Rename "detect" to "locate" in everything from the start of the records down to the line containing "(239, 20), (471, 213)", and change nothing else. Give only those lines back, without the pictures.

start ITEMS

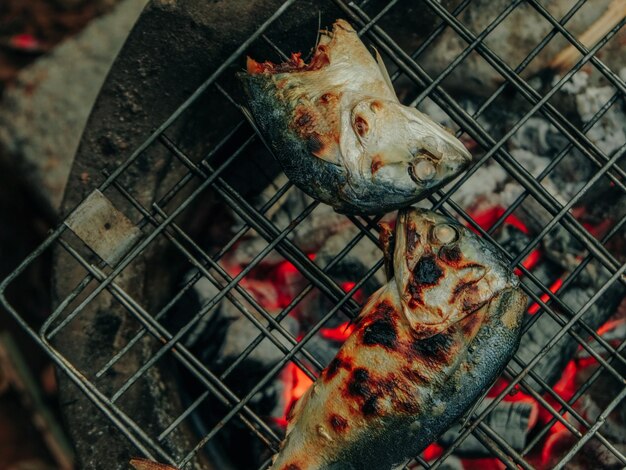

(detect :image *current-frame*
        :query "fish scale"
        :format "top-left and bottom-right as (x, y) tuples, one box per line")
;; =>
(238, 20), (471, 214)
(272, 208), (527, 470)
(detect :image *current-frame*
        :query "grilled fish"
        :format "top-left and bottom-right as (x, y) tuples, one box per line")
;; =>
(272, 208), (527, 470)
(239, 20), (471, 214)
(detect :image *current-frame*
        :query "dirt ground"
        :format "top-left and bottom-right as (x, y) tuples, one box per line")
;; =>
(0, 0), (116, 470)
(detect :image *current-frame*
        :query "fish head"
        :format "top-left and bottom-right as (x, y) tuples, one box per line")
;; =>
(340, 98), (472, 200)
(392, 208), (519, 337)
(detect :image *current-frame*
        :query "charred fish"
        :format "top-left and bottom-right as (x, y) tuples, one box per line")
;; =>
(272, 208), (527, 470)
(239, 20), (471, 213)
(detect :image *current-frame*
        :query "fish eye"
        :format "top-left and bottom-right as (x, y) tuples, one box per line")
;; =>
(412, 160), (437, 181)
(431, 224), (459, 245)
(354, 115), (370, 137)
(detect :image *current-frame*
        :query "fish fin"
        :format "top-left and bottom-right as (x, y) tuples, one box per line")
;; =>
(372, 46), (396, 96)
(129, 458), (177, 470)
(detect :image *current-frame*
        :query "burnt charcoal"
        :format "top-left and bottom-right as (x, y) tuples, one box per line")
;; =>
(438, 398), (532, 457)
(305, 334), (341, 367)
(511, 267), (626, 391)
(187, 278), (299, 371)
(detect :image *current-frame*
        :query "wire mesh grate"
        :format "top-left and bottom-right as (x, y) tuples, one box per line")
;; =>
(0, 0), (626, 468)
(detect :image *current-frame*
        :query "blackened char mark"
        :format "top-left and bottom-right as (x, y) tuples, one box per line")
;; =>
(362, 301), (398, 349)
(322, 353), (352, 382)
(406, 253), (443, 308)
(413, 254), (443, 286)
(439, 245), (463, 266)
(406, 221), (420, 254)
(361, 395), (380, 416)
(348, 367), (370, 397)
(282, 463), (301, 470)
(363, 320), (398, 349)
(328, 415), (348, 433)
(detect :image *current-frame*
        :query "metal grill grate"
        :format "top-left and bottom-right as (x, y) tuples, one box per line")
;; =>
(0, 0), (626, 468)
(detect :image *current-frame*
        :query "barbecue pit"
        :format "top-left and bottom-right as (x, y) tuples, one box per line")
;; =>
(0, 0), (626, 469)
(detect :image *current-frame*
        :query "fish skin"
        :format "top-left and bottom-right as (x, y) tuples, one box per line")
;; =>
(238, 20), (471, 214)
(271, 208), (528, 470)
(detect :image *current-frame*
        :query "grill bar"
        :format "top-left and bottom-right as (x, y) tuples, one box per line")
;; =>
(0, 0), (626, 469)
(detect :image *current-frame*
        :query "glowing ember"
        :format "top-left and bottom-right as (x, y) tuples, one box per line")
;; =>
(320, 322), (354, 343)
(274, 362), (313, 427)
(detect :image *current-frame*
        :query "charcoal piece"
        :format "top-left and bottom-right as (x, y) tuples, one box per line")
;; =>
(438, 398), (532, 457)
(305, 335), (341, 367)
(186, 277), (300, 370)
(510, 272), (626, 392)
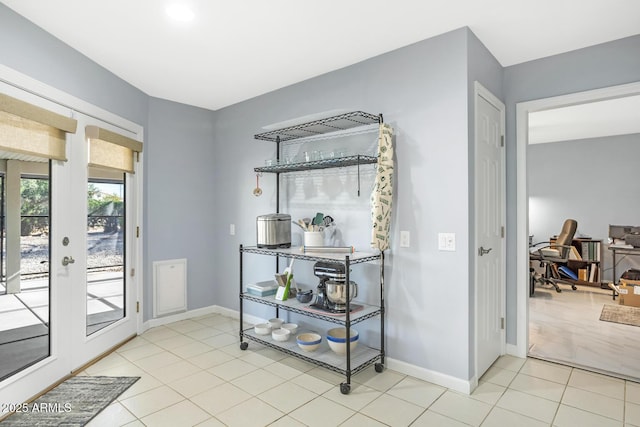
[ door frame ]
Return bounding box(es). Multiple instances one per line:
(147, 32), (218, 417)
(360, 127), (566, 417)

end ITEMS

_ANSWER FOR THE TASK:_
(locate :image *current-frame*
        :query "fish scale"
        :format "top-left and bottom-right as (x, y) tuples, one box per line")
;; =>
(238, 20), (471, 214)
(272, 208), (527, 470)
(locate :image *current-frame*
        :query "grilled fish"
        :format "top-left and bottom-right as (x, y) tuples, one box per line")
;; =>
(272, 208), (527, 470)
(239, 20), (471, 214)
(locate :image *current-frame*
        :query "dirt ground"
        :format "top-left and bottom-right as (x, y) tuples, one box per line")
;; =>
(0, 0), (116, 470)
(locate :image *current-frame*
        :query "fish head"
        :format "top-left and bottom-right as (x, y) tuples, one box per line")
;; =>
(340, 98), (472, 200)
(392, 208), (519, 337)
(locate :image *current-frame*
        :query "charred fish"
        :format "top-left and bottom-right as (x, y) tuples, one box per line")
;; =>
(272, 208), (527, 470)
(239, 20), (471, 213)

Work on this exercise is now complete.